- [Records from a collection]
____________

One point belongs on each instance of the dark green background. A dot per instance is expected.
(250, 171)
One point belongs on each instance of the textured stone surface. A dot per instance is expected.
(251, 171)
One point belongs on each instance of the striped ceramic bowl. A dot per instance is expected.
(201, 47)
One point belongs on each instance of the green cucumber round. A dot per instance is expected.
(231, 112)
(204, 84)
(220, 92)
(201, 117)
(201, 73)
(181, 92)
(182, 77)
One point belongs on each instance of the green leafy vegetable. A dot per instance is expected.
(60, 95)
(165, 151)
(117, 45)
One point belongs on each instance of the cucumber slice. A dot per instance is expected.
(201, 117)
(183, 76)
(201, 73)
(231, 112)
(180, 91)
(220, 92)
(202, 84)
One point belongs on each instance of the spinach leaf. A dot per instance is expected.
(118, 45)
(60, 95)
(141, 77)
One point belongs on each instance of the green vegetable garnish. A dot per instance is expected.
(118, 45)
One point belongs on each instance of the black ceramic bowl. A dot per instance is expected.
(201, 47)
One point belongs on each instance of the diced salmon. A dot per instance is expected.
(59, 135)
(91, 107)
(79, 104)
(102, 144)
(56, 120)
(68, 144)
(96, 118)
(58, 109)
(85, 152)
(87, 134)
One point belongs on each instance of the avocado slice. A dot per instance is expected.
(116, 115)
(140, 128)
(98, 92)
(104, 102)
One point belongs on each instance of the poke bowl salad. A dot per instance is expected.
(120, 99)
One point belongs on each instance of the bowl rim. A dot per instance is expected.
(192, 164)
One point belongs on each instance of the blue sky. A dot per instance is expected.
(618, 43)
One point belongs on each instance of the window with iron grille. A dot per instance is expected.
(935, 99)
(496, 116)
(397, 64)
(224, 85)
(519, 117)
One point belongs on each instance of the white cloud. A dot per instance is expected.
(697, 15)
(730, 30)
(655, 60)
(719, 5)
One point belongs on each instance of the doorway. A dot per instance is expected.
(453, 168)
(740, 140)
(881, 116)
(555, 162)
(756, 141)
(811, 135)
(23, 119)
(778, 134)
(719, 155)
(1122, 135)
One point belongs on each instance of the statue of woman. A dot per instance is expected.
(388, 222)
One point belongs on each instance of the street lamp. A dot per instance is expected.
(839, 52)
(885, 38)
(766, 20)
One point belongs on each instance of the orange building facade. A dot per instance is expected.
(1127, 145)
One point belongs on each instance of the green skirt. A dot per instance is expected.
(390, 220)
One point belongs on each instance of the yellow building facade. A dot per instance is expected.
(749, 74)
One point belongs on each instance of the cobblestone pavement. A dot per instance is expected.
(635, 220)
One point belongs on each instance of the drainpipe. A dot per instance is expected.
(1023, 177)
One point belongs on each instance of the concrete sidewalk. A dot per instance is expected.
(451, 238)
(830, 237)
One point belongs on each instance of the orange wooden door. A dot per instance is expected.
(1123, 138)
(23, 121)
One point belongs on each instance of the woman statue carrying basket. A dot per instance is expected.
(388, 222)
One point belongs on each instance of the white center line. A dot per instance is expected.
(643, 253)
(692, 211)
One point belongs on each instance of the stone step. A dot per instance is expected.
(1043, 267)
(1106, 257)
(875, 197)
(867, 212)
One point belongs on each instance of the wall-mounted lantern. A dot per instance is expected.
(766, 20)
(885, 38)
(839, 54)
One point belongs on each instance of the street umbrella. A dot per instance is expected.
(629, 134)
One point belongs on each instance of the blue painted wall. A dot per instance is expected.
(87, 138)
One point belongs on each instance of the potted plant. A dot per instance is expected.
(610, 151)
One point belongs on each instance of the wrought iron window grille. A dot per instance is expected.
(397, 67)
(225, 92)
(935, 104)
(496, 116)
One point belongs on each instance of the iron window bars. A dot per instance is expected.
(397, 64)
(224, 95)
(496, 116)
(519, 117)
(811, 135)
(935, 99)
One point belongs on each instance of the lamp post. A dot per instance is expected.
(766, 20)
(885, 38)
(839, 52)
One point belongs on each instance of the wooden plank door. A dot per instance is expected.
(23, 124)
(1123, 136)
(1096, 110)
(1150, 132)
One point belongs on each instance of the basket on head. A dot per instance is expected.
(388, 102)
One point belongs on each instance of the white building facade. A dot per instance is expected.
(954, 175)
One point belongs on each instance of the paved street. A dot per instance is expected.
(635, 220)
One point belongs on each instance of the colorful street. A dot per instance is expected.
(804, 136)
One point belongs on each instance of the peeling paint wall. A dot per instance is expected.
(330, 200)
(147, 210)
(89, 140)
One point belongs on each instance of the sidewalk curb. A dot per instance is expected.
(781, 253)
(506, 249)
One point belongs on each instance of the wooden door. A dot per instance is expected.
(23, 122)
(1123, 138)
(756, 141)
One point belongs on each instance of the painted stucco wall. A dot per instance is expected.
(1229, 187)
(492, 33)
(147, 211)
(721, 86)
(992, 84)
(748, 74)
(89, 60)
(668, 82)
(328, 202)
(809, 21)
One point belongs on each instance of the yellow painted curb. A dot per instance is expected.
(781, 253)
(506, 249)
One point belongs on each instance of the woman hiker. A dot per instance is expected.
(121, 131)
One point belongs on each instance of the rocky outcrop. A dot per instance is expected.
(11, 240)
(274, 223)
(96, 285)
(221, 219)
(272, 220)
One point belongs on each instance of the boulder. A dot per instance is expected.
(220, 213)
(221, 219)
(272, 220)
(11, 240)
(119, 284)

____________

- [YOUR INSTRUCTIONS] You are asked to copy all of the entries above exactly.

- [PROBLEM SOLUTION]
One point belongs on each instance of the dark green background. A dot per instance is expected.
(250, 171)
One point belongs on each instance of the textured stone surface. A dot per instance is expected.
(251, 171)
One point belongs on each instance of the striped ceramic bowl. A dot per instance is expected.
(201, 47)
One point belongs on each instance of the green cucumber round. A dot per instance is expected.
(231, 112)
(204, 84)
(220, 92)
(201, 117)
(201, 73)
(181, 92)
(182, 77)
One point belongs on each instance of the green leafy vegetable. A dot per instance is expected.
(60, 95)
(165, 151)
(117, 45)
One point belongs on each instance of the cucumber slice. A dot per instance is expected.
(201, 117)
(183, 76)
(201, 73)
(231, 112)
(180, 91)
(220, 92)
(202, 84)
One point belongs on each instance of the spinach leaf. A dot per instance is expected.
(118, 45)
(60, 95)
(141, 77)
One point belongs on each instance of the green vegetable garnish. A dot per instance is expected.
(118, 45)
One point belongs on each instance of the black ceramic bowl. A dot per instance is expected.
(201, 47)
One point belongs on each instance of the diced salmon. A dot per instance is expected.
(59, 135)
(91, 107)
(79, 104)
(102, 144)
(56, 120)
(68, 144)
(96, 118)
(58, 109)
(85, 152)
(87, 134)
One point belongs on each instance of the avocado slice. A dot per instance is expected.
(116, 115)
(140, 128)
(98, 92)
(104, 102)
One point belongs on each instance of the poke bowl salad. A dot per instance is expected.
(120, 99)
One point belongs on each instance of the bowl rim. A dot per instance is expected.
(192, 164)
One point belongs on each instance of the blue sky. A dot per instance is expected.
(618, 43)
One point belongs on each instance of the window with iron grille. A dot per instance is expected.
(935, 99)
(496, 116)
(397, 64)
(224, 85)
(519, 117)
One point belongs on each instance of the white cloud. A dot per instance is expected.
(697, 15)
(730, 30)
(655, 60)
(719, 5)
One point belongs on each instance of the doorway. A dot per instance is expected.
(453, 168)
(740, 140)
(881, 116)
(555, 162)
(756, 141)
(811, 135)
(23, 119)
(778, 134)
(719, 155)
(1122, 135)
One point belongs on each instance of the statue of woman. A dot per instance is expected.
(388, 222)
One point belongs on each instance of the street lamp. A dot per instance is expected.
(839, 52)
(885, 38)
(766, 20)
One point belongs on each instance of the orange building facade. A dot per instance is expected.
(1127, 145)
One point belongs on each instance of the green skirt. A dot per instance is expected.
(390, 220)
One point belongs on each instance of the yellow building facade. A dot per instance is expected.
(749, 74)
One point belongs on each instance of the cobblestone pavement. A dot per instance is expected.
(635, 220)
One point belongs on each instance of the drainpipe. A dot per instance is expected.
(1023, 177)
One point belongs on each instance of the concrete sidewalk. A dot per instance is expected.
(451, 238)
(830, 237)
One point belongs on each instance of the orange wooden door. A dot per instance is expected.
(1123, 138)
(23, 121)
One point belongs on each instance of the woman statue carrying basket. A dot per instance is expected.
(388, 222)
One point belongs on each instance of the white center line. A dot per instance is expected.
(643, 253)
(692, 211)
One point belongs on each instance of the stone step. A dot per instance is expected.
(1043, 267)
(1106, 257)
(875, 197)
(867, 212)
One point belongs on each instance of the wall-mounted lantern. A dot per instance is expected.
(766, 20)
(885, 38)
(839, 54)
One point belongs on each instance of the street umbrella. A dot per instance is expected.
(629, 134)
One point belongs on each instance of the blue painted wall. A dot per instance is expected.
(87, 138)
One point belongs on each instance of the potted plant. A dot per instance is expected.
(610, 151)
One point belongs on each instance of the wrought iron window grille. A dot per instance is expected.
(397, 67)
(225, 92)
(935, 104)
(496, 116)
One point belongs on each instance of the iron window bars. A dot per instance is expected.
(397, 64)
(224, 95)
(496, 116)
(519, 117)
(811, 135)
(935, 99)
One point belongs on each instance of the lamp post. A dot per instance is expected.
(766, 20)
(885, 38)
(839, 52)
One point belongs on each instance of the wooden plank door. A dot per instance is expected.
(23, 124)
(1123, 136)
(1096, 110)
(1150, 132)
One point belongs on each instance of the basket on head. A dot per instance is expected.
(388, 102)
One point belongs on each instance of the white building facade. A dot per instance is expected.
(954, 175)
One point belongs on each instance of the paved street. A dot per instance is expected.
(635, 220)
One point belongs on each instance of the colorful street. A dot per instance is expected.
(804, 136)
One point belongs on each instance of the peeling paint wall. A dot per instance is expected.
(330, 200)
(147, 210)
(89, 140)
One point belongs on each instance of the sidewalk curb. A dot per instance is expected.
(781, 253)
(506, 249)
One point belongs on each instance of the wooden door. A dot per instance is expected.
(23, 122)
(1123, 138)
(756, 141)
One point belongs on each instance of the painted stucco wall. A dot per instance is expected.
(1229, 187)
(492, 33)
(147, 211)
(721, 86)
(992, 84)
(748, 74)
(89, 60)
(668, 82)
(328, 202)
(809, 21)
One point belongs on each instance of the yellow painted curb. A dot per instance is expected.
(781, 253)
(506, 249)
One point belongs on each instance of the woman hiker. A dot per instance is expected.
(121, 131)
One point belongs on each instance of the rocky outcrop. A dot per instance is expected.
(11, 240)
(274, 223)
(96, 285)
(221, 219)
(272, 220)
One point belongs on each instance of the boulder. A dot per instance is expected.
(220, 213)
(221, 219)
(272, 220)
(11, 240)
(119, 284)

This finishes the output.